= What to do =
Please render the lines below as a Markdown table with the columns Row and Line, beginning with the line that contains "Where can you spot the red rug" and continuing through the final line, numbering each row and skipping blank lines. Leave the pictures out of the table.
── Input for this task ──
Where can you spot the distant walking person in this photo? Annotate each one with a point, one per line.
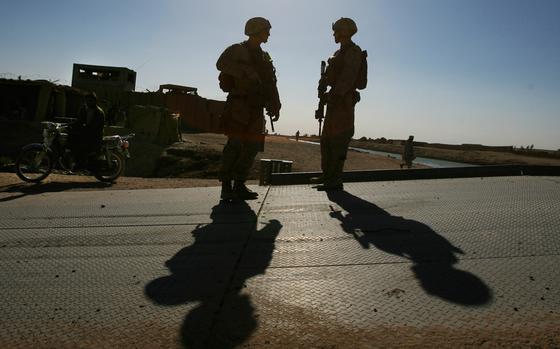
(249, 77)
(346, 72)
(408, 152)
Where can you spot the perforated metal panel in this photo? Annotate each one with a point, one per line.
(447, 263)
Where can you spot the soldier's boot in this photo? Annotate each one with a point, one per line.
(227, 191)
(242, 192)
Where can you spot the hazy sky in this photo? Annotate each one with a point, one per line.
(453, 71)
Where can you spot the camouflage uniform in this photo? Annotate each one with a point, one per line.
(252, 88)
(342, 72)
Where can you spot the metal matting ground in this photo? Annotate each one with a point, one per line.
(447, 263)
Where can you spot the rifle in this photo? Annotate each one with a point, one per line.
(271, 122)
(321, 89)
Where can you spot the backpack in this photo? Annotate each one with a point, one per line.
(227, 82)
(361, 81)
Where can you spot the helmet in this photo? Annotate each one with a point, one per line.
(255, 25)
(346, 25)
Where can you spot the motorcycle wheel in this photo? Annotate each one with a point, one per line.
(115, 171)
(33, 165)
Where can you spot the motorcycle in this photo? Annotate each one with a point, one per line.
(37, 160)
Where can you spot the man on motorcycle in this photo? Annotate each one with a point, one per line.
(87, 132)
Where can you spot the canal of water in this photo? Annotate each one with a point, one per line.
(436, 163)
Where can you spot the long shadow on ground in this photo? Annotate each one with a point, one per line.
(206, 273)
(433, 256)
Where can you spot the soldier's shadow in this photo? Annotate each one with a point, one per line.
(433, 256)
(206, 276)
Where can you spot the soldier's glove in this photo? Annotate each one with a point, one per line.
(333, 98)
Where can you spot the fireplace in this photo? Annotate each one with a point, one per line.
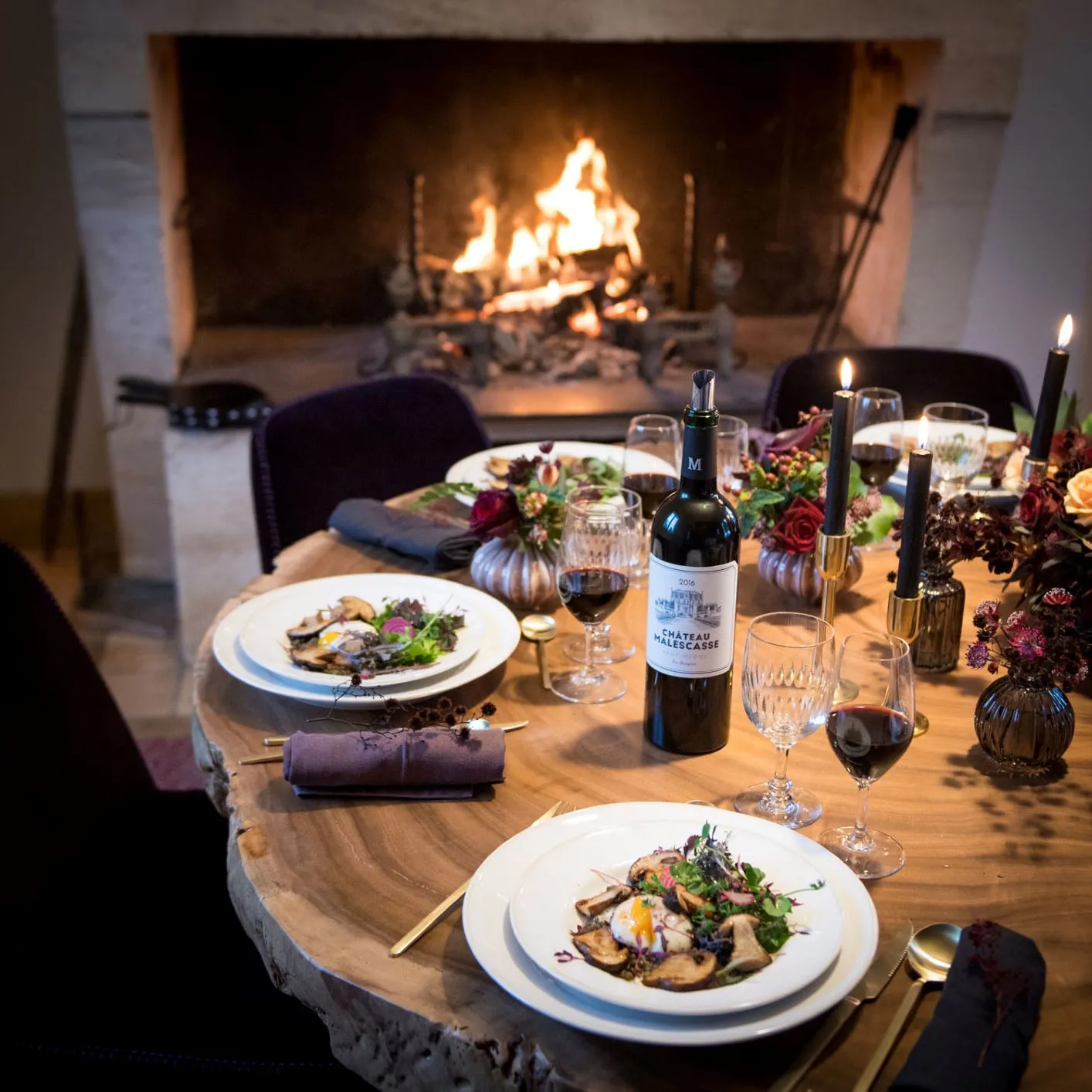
(177, 111)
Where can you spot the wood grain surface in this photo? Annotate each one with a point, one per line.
(324, 887)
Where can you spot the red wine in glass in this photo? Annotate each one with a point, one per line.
(877, 461)
(652, 488)
(592, 594)
(868, 739)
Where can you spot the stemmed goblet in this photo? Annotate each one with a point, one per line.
(607, 648)
(870, 734)
(788, 686)
(592, 579)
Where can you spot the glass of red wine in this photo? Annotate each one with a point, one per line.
(870, 734)
(592, 579)
(788, 686)
(877, 434)
(607, 646)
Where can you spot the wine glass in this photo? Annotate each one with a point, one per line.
(788, 685)
(870, 734)
(877, 434)
(732, 441)
(592, 580)
(958, 436)
(606, 646)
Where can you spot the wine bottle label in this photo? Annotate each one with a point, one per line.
(691, 619)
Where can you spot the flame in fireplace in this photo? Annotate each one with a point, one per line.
(582, 212)
(480, 253)
(587, 320)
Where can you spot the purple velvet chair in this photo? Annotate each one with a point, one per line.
(920, 375)
(372, 439)
(118, 891)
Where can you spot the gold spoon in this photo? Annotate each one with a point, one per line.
(540, 629)
(930, 958)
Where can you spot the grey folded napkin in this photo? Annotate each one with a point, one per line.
(374, 524)
(422, 764)
(978, 1036)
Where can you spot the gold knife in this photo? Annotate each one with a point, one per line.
(440, 911)
(281, 741)
(870, 986)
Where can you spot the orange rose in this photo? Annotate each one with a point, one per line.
(1079, 497)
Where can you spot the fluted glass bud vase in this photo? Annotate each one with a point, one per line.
(1025, 723)
(937, 648)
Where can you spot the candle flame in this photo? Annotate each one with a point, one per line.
(846, 372)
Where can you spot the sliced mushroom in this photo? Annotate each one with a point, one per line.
(652, 862)
(309, 627)
(683, 972)
(689, 902)
(598, 904)
(356, 609)
(314, 657)
(748, 955)
(601, 949)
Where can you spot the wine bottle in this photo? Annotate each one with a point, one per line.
(693, 575)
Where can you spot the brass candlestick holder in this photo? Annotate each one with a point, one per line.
(833, 558)
(904, 615)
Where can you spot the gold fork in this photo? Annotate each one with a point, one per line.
(439, 912)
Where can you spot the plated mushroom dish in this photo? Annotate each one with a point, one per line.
(689, 918)
(352, 638)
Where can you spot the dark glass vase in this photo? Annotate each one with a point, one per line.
(1025, 722)
(937, 646)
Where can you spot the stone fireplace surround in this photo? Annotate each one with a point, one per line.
(961, 59)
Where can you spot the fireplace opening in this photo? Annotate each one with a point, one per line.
(511, 213)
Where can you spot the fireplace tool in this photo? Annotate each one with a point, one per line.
(868, 216)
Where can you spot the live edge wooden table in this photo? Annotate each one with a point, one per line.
(324, 887)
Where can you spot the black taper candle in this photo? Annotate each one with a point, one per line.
(838, 466)
(912, 544)
(1050, 398)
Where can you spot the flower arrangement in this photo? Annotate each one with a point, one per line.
(1053, 529)
(530, 510)
(1039, 646)
(962, 529)
(783, 499)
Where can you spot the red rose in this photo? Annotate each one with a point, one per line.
(495, 514)
(796, 530)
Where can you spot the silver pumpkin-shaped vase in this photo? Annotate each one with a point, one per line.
(524, 577)
(797, 572)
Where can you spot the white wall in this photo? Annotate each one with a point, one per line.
(39, 249)
(1036, 256)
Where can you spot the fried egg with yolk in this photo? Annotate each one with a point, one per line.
(644, 924)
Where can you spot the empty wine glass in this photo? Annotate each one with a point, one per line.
(732, 441)
(788, 685)
(870, 734)
(607, 648)
(592, 580)
(958, 436)
(877, 434)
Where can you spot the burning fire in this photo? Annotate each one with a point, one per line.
(581, 212)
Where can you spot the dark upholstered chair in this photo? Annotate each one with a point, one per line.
(921, 375)
(372, 439)
(124, 957)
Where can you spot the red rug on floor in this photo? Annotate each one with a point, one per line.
(171, 762)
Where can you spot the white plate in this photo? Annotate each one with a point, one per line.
(543, 915)
(264, 641)
(495, 947)
(475, 469)
(501, 635)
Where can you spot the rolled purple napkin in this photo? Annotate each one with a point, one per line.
(432, 764)
(978, 1036)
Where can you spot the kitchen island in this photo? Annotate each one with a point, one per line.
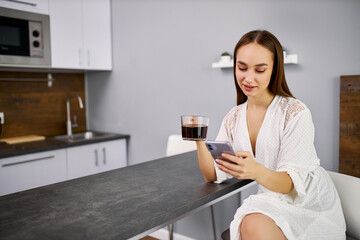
───
= Expected output =
| Row | Line |
|---|---|
| 1 | Where can you spot the red rug on floor in this photo? Annotate each one with a point, one per line. |
| 2 | (171, 762) |
| 3 | Where can you spot the white plate in this photo? Annotate each one with a point, one per line. |
| 4 | (543, 915) |
| 5 | (264, 641) |
| 6 | (495, 947) |
| 7 | (475, 469) |
| 8 | (501, 635) |
| 9 | Where can you spot the rolled purple napkin in this photo? Annotate each one with a point, one per line. |
| 10 | (432, 764) |
| 11 | (978, 1036) |
| 12 | Where can you spot the kitchen island in this photo? Annotate each one with a point, one per line. |